→ **EXERCISE INPUT**:
□ □ □
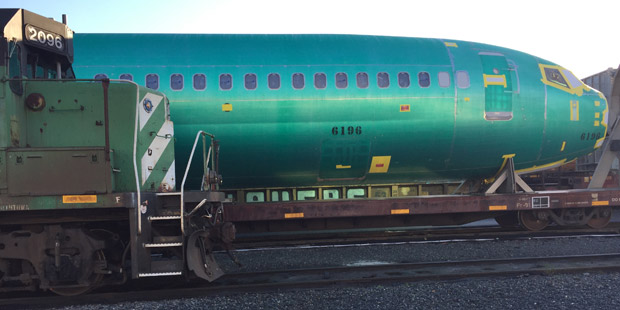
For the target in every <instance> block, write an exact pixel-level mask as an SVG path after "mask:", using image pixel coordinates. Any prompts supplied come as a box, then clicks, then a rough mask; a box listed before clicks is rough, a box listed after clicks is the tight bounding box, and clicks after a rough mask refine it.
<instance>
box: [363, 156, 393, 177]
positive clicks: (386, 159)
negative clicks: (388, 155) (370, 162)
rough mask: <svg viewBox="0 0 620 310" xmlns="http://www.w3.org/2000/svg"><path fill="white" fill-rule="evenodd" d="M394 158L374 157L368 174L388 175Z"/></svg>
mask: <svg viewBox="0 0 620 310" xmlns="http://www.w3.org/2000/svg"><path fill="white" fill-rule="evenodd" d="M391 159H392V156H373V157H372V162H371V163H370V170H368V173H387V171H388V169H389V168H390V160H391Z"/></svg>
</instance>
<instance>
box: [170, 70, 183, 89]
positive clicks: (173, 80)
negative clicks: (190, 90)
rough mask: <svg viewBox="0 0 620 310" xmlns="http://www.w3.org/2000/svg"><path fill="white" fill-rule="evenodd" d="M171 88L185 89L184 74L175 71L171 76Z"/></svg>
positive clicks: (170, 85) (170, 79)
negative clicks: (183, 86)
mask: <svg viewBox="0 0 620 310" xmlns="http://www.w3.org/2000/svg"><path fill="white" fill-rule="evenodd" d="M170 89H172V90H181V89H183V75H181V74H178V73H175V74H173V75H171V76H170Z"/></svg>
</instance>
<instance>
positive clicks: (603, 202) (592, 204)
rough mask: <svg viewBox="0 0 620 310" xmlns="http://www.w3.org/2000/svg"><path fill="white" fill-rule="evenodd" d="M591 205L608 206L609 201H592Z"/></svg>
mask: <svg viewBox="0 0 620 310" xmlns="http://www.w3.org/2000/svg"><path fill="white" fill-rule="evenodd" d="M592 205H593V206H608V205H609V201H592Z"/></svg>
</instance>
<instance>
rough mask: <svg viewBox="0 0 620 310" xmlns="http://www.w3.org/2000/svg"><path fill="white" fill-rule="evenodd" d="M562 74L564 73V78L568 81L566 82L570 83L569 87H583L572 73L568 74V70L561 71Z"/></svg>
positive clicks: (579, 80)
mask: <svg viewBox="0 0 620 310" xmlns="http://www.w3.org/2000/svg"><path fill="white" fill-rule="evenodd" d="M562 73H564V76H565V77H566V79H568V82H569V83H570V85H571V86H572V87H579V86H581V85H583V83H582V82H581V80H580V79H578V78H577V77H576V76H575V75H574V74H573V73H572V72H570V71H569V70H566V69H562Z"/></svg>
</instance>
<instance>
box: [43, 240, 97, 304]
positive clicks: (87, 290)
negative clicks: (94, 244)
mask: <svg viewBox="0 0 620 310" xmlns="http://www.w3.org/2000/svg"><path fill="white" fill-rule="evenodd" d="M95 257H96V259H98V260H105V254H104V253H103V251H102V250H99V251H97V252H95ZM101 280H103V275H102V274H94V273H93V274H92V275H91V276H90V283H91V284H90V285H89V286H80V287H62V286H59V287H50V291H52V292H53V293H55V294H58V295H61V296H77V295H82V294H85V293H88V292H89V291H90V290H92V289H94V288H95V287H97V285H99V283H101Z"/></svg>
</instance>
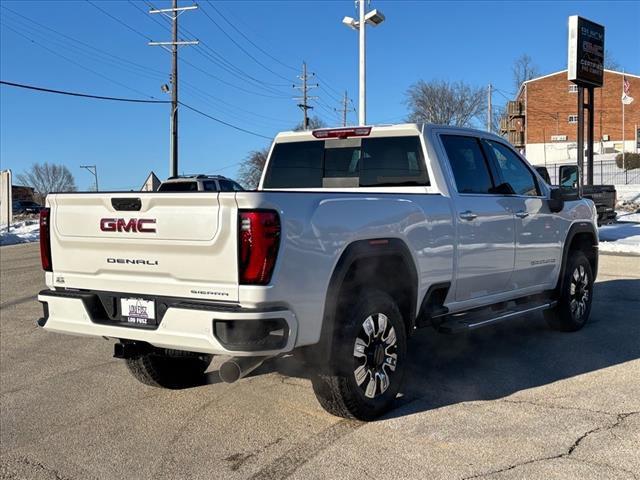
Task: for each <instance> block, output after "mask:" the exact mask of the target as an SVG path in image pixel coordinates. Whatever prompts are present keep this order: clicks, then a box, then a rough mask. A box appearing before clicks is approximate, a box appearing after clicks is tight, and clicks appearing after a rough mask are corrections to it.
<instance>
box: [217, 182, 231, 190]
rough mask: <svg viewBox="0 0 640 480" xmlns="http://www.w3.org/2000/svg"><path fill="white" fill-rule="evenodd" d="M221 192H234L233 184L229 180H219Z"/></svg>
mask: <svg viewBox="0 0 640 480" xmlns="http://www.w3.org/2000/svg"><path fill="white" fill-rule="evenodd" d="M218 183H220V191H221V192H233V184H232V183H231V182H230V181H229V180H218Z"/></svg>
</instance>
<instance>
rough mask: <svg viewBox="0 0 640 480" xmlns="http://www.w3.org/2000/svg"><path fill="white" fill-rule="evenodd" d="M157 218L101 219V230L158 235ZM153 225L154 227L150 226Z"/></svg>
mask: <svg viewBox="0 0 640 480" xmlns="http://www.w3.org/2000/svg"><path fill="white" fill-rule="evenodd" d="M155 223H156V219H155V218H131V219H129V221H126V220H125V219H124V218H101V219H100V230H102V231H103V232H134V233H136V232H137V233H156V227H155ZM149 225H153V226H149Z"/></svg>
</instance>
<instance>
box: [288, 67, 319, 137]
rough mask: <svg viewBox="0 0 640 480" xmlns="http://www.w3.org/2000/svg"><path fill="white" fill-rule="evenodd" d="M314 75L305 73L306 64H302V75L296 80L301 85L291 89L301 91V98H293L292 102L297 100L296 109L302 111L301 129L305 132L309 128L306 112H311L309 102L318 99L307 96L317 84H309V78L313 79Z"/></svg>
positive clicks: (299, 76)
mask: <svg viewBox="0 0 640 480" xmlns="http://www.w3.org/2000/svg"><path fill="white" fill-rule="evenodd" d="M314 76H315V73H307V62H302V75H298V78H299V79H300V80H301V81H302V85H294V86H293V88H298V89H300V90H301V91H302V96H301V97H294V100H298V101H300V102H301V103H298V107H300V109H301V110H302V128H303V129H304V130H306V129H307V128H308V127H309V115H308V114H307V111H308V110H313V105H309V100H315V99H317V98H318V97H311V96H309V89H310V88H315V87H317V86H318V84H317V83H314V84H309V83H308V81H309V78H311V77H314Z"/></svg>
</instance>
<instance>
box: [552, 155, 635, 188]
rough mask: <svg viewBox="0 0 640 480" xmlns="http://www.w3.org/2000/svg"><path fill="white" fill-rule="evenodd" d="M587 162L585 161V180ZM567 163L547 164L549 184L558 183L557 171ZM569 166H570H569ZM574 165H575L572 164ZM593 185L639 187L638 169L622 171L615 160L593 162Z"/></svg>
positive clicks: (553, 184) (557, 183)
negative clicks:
□ □ □
→ **WORK TASK**:
Return every line of the listing that contains the string "positive", matching case exactly.

→ **SOLUTION TO THIS EXERCISE**:
positive clicks: (386, 159)
positive clicks: (173, 80)
positive clicks: (170, 85) (170, 79)
positive clicks: (603, 202) (592, 204)
positive clicks: (579, 80)
positive clicks: (87, 290)
positive clicks: (299, 76)
positive clicks: (553, 184) (557, 183)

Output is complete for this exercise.